> **GOAL**
Rewrite the material starting at its first line and ending at the line containing "[[458, 910, 518, 1002], [595, 910, 622, 1000]]", with "bounding coordinates" replaced by "box coordinates" and everything else unchanged. Leave the pictures out of your output.

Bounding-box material
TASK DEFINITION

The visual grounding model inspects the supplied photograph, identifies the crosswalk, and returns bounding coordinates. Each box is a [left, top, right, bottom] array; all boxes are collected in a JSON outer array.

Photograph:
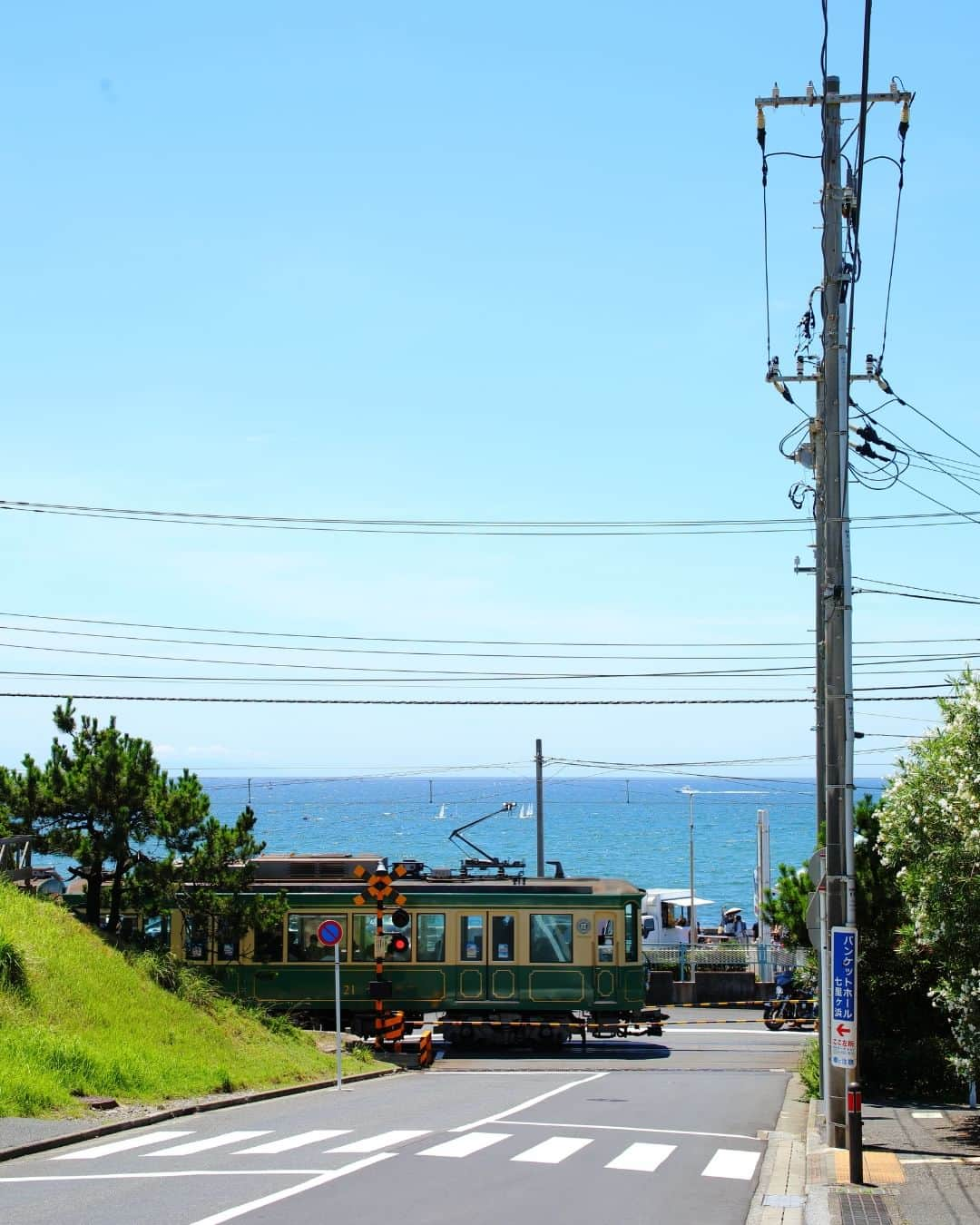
[[50, 1128, 760, 1181]]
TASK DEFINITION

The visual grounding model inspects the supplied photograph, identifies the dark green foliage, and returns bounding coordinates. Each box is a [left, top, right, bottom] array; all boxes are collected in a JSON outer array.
[[0, 935, 27, 995], [854, 795, 953, 1095], [0, 699, 286, 948], [142, 808, 287, 956], [763, 864, 813, 948], [797, 1037, 819, 1098], [766, 795, 955, 1096]]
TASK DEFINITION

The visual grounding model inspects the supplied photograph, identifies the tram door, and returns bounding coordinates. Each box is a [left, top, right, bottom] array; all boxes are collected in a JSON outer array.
[[458, 910, 518, 1002], [595, 910, 622, 1000]]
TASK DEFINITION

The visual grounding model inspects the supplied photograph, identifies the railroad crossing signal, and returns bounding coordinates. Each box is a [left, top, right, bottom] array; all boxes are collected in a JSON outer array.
[[354, 864, 408, 906], [419, 1029, 436, 1068]]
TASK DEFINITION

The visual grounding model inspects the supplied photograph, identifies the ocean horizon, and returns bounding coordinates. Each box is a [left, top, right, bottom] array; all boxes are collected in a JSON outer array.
[[201, 774, 882, 923]]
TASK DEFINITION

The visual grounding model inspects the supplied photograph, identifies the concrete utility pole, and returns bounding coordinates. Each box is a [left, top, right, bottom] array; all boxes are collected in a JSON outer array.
[[756, 76, 911, 1148], [534, 740, 544, 876]]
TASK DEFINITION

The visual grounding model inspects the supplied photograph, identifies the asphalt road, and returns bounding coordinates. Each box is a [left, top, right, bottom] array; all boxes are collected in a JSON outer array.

> **EXERCISE SOLUTION**
TASK DEFINITION

The visual grounding model inspects the supplied photograph, identifies the crosswalk, and returns box coordinates. Each box is a [left, top, right, bottom] array; all boxes are collected in a JSON outer array.

Photograph:
[[50, 1128, 760, 1181]]
TASK DEFINITION

The visual grounding model inspects the supplied photograph, identifies the dark green foliage, and returns box coordinates. Each box is a [left, top, right, bottom] array; all boxes are collected in a JSON outer array.
[[0, 935, 27, 995], [854, 795, 953, 1095], [0, 699, 286, 948], [142, 808, 287, 956], [763, 864, 813, 948], [797, 1037, 819, 1098], [766, 795, 955, 1096]]
TASK DEFINITION

The visual grounding model inspects the supplied photograph, identifies the tram door, and returns box coordinates. Each box is a [left, top, right, bottom] array; all boxes are collected in a JSON outer array.
[[458, 910, 518, 1002], [595, 910, 622, 1000]]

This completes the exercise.